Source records
>> Start
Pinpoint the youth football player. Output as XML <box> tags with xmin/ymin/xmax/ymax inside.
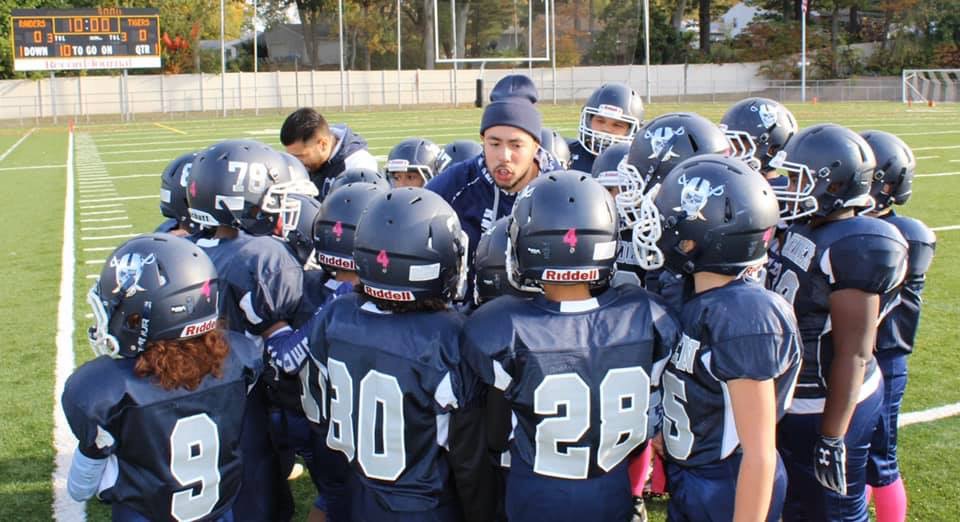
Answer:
<box><xmin>634</xmin><ymin>155</ymin><xmax>801</xmax><ymax>521</ymax></box>
<box><xmin>463</xmin><ymin>171</ymin><xmax>680</xmax><ymax>521</ymax></box>
<box><xmin>61</xmin><ymin>234</ymin><xmax>262</xmax><ymax>522</ymax></box>
<box><xmin>861</xmin><ymin>127</ymin><xmax>937</xmax><ymax>522</ymax></box>
<box><xmin>769</xmin><ymin>124</ymin><xmax>907</xmax><ymax>521</ymax></box>
<box><xmin>308</xmin><ymin>188</ymin><xmax>493</xmax><ymax>521</ymax></box>
<box><xmin>569</xmin><ymin>82</ymin><xmax>643</xmax><ymax>172</ymax></box>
>> End
What to produce
Please arrange every line of the material above as a Markdown table with the columns "Row" and "Line", numbering the rows and leaving out blank lines and pictures.

Response to the exercise
| Row | Line |
|---|---|
| 1 | Pinpoint the youth football player. Output as XML <box> tags with xmin/ymin/xmax/ymax inside. |
| 2 | Answer: |
| 3 | <box><xmin>634</xmin><ymin>155</ymin><xmax>801</xmax><ymax>521</ymax></box> |
| 4 | <box><xmin>463</xmin><ymin>171</ymin><xmax>680</xmax><ymax>521</ymax></box> |
| 5 | <box><xmin>61</xmin><ymin>234</ymin><xmax>262</xmax><ymax>522</ymax></box> |
| 6 | <box><xmin>861</xmin><ymin>127</ymin><xmax>937</xmax><ymax>522</ymax></box> |
| 7 | <box><xmin>769</xmin><ymin>124</ymin><xmax>907</xmax><ymax>521</ymax></box> |
| 8 | <box><xmin>308</xmin><ymin>188</ymin><xmax>493</xmax><ymax>521</ymax></box> |
| 9 | <box><xmin>569</xmin><ymin>82</ymin><xmax>643</xmax><ymax>172</ymax></box> |